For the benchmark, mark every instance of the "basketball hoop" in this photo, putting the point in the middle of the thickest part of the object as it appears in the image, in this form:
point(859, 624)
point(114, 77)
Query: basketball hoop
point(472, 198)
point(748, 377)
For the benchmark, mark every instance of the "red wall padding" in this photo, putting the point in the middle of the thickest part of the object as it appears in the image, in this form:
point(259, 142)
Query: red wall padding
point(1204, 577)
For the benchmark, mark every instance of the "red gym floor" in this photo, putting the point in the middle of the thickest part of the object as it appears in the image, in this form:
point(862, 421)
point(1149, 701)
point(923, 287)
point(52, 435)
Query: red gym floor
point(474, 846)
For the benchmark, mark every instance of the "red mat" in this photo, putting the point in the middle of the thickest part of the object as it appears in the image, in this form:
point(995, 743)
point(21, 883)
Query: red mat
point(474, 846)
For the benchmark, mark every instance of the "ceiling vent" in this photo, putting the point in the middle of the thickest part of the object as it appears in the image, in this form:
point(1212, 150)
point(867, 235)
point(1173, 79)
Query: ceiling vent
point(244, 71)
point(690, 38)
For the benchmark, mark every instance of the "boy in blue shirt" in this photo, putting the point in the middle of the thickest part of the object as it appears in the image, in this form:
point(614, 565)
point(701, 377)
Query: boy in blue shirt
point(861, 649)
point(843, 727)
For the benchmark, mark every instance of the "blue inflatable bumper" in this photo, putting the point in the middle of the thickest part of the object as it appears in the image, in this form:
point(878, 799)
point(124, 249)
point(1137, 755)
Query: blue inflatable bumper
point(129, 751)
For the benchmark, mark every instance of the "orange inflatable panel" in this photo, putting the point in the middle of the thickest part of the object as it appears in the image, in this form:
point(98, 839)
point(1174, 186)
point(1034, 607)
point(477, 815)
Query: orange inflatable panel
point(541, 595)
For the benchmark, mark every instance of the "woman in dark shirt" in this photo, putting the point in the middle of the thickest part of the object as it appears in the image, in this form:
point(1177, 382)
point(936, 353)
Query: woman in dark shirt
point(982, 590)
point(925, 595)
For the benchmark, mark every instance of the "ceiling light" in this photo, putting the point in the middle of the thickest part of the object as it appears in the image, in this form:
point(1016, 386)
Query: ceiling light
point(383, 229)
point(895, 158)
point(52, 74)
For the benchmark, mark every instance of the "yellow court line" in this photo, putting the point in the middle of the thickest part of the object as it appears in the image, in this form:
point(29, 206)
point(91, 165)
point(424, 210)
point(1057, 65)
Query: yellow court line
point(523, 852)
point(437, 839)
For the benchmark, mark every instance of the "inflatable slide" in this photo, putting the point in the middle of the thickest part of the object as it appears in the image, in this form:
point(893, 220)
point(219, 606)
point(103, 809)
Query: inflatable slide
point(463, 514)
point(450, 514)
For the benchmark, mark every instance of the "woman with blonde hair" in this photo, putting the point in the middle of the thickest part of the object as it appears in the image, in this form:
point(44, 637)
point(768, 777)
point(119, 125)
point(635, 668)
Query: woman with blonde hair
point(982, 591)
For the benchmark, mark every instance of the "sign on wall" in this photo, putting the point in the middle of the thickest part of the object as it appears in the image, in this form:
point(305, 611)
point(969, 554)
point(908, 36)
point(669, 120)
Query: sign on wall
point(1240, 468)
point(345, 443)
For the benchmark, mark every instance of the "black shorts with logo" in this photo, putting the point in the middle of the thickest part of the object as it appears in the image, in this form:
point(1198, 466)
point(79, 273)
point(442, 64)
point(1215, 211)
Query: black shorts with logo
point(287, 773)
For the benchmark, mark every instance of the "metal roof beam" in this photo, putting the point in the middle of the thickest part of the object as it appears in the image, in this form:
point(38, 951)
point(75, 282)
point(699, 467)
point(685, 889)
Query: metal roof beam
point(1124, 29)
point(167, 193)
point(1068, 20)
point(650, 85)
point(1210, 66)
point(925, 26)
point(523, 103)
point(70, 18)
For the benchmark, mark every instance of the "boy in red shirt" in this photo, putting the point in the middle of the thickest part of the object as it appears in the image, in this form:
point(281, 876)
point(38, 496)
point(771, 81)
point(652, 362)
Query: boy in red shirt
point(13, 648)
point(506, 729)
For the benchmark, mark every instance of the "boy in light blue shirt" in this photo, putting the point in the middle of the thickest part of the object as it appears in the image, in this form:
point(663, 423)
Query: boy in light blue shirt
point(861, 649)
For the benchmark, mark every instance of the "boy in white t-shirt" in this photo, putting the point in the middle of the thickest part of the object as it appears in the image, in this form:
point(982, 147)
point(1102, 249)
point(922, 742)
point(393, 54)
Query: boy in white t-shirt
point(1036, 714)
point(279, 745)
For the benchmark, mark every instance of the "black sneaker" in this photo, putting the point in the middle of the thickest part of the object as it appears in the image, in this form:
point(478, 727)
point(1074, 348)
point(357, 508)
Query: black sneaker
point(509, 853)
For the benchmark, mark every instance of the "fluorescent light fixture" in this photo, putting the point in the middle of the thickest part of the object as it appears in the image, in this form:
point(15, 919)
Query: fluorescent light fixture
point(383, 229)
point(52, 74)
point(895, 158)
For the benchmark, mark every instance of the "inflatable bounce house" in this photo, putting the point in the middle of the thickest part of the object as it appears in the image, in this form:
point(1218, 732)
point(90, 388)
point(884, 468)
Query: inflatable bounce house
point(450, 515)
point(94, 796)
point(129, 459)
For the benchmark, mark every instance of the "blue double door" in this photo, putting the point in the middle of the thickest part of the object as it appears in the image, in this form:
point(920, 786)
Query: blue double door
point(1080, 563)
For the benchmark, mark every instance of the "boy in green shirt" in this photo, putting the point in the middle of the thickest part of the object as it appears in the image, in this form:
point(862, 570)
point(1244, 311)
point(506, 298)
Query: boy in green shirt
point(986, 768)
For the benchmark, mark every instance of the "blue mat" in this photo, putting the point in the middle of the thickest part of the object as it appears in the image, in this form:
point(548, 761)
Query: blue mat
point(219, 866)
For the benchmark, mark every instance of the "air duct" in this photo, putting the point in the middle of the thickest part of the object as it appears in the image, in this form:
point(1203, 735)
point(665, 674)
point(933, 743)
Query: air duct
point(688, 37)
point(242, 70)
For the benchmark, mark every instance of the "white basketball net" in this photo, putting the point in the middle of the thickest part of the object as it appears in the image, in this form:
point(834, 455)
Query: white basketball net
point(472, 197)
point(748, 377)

◇ ◇ ◇ ◇

Kerjakan ini
Tulis ulang semua entri di atas dengan mengganti "thickest part" menjadi "widest part", tanpa mengubah bagian lainnya.

Penyelesaian latihan
For the benchmark, mark every instance of the "basketball hoop" in this photo, putting the point in the middle of the widest part of the object as it appears in the image, in this form:
point(859, 624)
point(114, 77)
Query: basketball hoop
point(472, 198)
point(748, 377)
For the benchmark, mark every instance of the "red wall padding" in this photo, putting the point in the middle of the widest part of the object as it appears in the image, in this form:
point(259, 142)
Query: red wall padding
point(1204, 577)
For the benchmark, mark every instance of the "red gym floor" in this photo, putting the point in the middle of the widest part of the object as it appears in the image, in this form:
point(862, 421)
point(1149, 701)
point(923, 287)
point(52, 435)
Query: red gym floor
point(474, 846)
For the benchmark, mark every instance of the "red mat" in this photo, putting the point in the middle of the widest part of the object as it appears in the image, in this form:
point(995, 743)
point(21, 883)
Query: red mat
point(474, 846)
For the benchmark, mark every instance of the "ceiling vent" in this photo, putting the point in the middle of the widest part of the object as it appears in the image, in this form:
point(1212, 150)
point(867, 235)
point(1173, 79)
Query: ceiling vent
point(244, 71)
point(690, 38)
For the benchmark, mark every instance of the "boy in blue shirt" in this photo, putting the point in the middle of the widest part of the object as it appears in the image, in this form:
point(614, 565)
point(701, 377)
Query: boy in blue shirt
point(861, 649)
point(843, 727)
For the benchmark, mark every instance of the "blue inflatable bumper" in this photo, putting the point in the middle of the widest part of the object as it appears in the image, in this form:
point(878, 799)
point(124, 249)
point(1137, 755)
Query: blue inflatable bumper
point(129, 751)
For the benchmark, mark every instance of the "orange inflatable panel" in this photo, putting the point in the middle of the widest part of the object as it appears in the image, in this form:
point(98, 839)
point(1174, 186)
point(1034, 607)
point(477, 815)
Query: orange inflatable panel
point(541, 595)
For the benchmark, mark every instance of the "woman in dark shirt" in this photo, putting the point in the middle of the widest part of the object as it appears in the image, in this form:
point(1177, 382)
point(936, 353)
Query: woman in dark shirt
point(982, 590)
point(925, 595)
For the benchmark, mark every instance of the "ceiling light" in this photo, putting the point in the middle of the widest part of the object as it appears in the image, in this form:
point(1016, 386)
Query: ceiling light
point(383, 229)
point(895, 158)
point(52, 74)
For the benchmark, mark every instance of the "yellow court line" in this photo, putting the point in the middle of the widest part of the object as it appears in the image, in this form:
point(29, 206)
point(91, 165)
point(424, 210)
point(1057, 65)
Query: yellow court line
point(523, 852)
point(437, 839)
For the benchmark, mark every instance of the "inflatable slide" in this photo, putting the point in the middle of the widest part of the object as it appears in the image, in this form:
point(893, 220)
point(219, 606)
point(103, 809)
Query: inflatable slide
point(463, 514)
point(450, 514)
For the benchmark, mark every instance of the "woman with blonde hair" in this photo, putting the point in the middle of the widest part of the object as it appears in the image, in this form:
point(44, 637)
point(768, 777)
point(119, 125)
point(635, 668)
Query: woman with blonde hair
point(982, 591)
For the benchmark, mark every instance of the "sign on wall" in this photo, putting the point in the middle of the widest part of the object as it appears in the image, in this form:
point(305, 611)
point(969, 554)
point(908, 36)
point(669, 120)
Query: sign on wall
point(1240, 468)
point(345, 443)
For the benchmark, mark every instance of the "black shorts with logo" in this photo, putting the point in the middle of the widest part of the object as it appears in the image, in this form:
point(1198, 466)
point(79, 273)
point(442, 64)
point(1215, 211)
Query: black shorts with logo
point(287, 773)
For the benchmark, mark every instance of the "metal roof beam" in this photo, putting the point in the middle of the widest part of the object as it appears in the image, in this form:
point(38, 951)
point(75, 282)
point(699, 467)
point(685, 889)
Query: metal roof beam
point(1124, 29)
point(167, 193)
point(1068, 20)
point(650, 85)
point(1210, 66)
point(925, 26)
point(523, 103)
point(70, 18)
For the benchmark, mark every instance of the "boy in red shirt" in this photo, putting the point in the middle of the widest part of the object as it appears in the image, in this form:
point(281, 876)
point(38, 496)
point(771, 81)
point(652, 362)
Query: boy in red shirt
point(13, 648)
point(506, 729)
For the benchmark, mark every instance of the "boy in light blue shirt" in this photo, putting the point in the middle of the widest part of the object as it appears in the image, in this form:
point(663, 423)
Query: boy in light blue shirt
point(861, 649)
For the benchmark, mark every instance of the "boy in white t-shirt" in this photo, putting the point in the middle of the widest part of the object as it appears in the image, in this form:
point(982, 147)
point(1102, 249)
point(922, 742)
point(393, 54)
Query: boy in white t-shirt
point(1036, 714)
point(279, 745)
For the benchmark, mark every instance of the "black sneaker" in this photo, putting the point in the middle of the widest part of the object as it appears in the image, in this form:
point(478, 727)
point(1074, 348)
point(357, 508)
Query: black sneaker
point(509, 853)
For the benchmark, mark every instance of the "fluorescent light fixture" in this photo, putting the point in the middle of the widest part of the object as it appears in the image, in this form:
point(15, 919)
Query: fluorescent light fixture
point(383, 229)
point(52, 74)
point(895, 158)
For the benchmark, mark every instance of the "inflatable bounce house" in this photo, putting the point in the middle of the widest part of the object as it appears in the image, in this form:
point(1218, 732)
point(90, 388)
point(884, 468)
Query: inflatable bounce house
point(450, 515)
point(94, 796)
point(129, 459)
For the benchmark, mark every instance of the "blue double door" in this photo, putting the point in the middle of the widest part of the object as it appears in the image, in this form:
point(920, 786)
Query: blue double door
point(1080, 563)
For the benchmark, mark every instance of the "boy in green shirt" in this photo, putting the point in the middle of the widest part of the object as it appears in the image, in this form:
point(862, 570)
point(1244, 311)
point(506, 298)
Query: boy in green shirt
point(986, 768)
For the benchmark, mark every instance of the "blue mat" in this photo, putting the point in the middle of the widest part of the object as it appears in the image, in this form:
point(548, 761)
Query: blue mat
point(219, 866)
For the benchmark, mark every instance of the "air duct" in this photo, putting the point in the middle of the widest part of the object as it appears in the image, in this form:
point(1203, 735)
point(665, 674)
point(933, 743)
Query: air duct
point(688, 37)
point(242, 70)
For the benchmark, mark every instance of the "white basketball net" in this photo, putting the point in the middle of the widest part of the object as it appears in the image, in this form:
point(834, 455)
Query: white basketball net
point(472, 197)
point(748, 377)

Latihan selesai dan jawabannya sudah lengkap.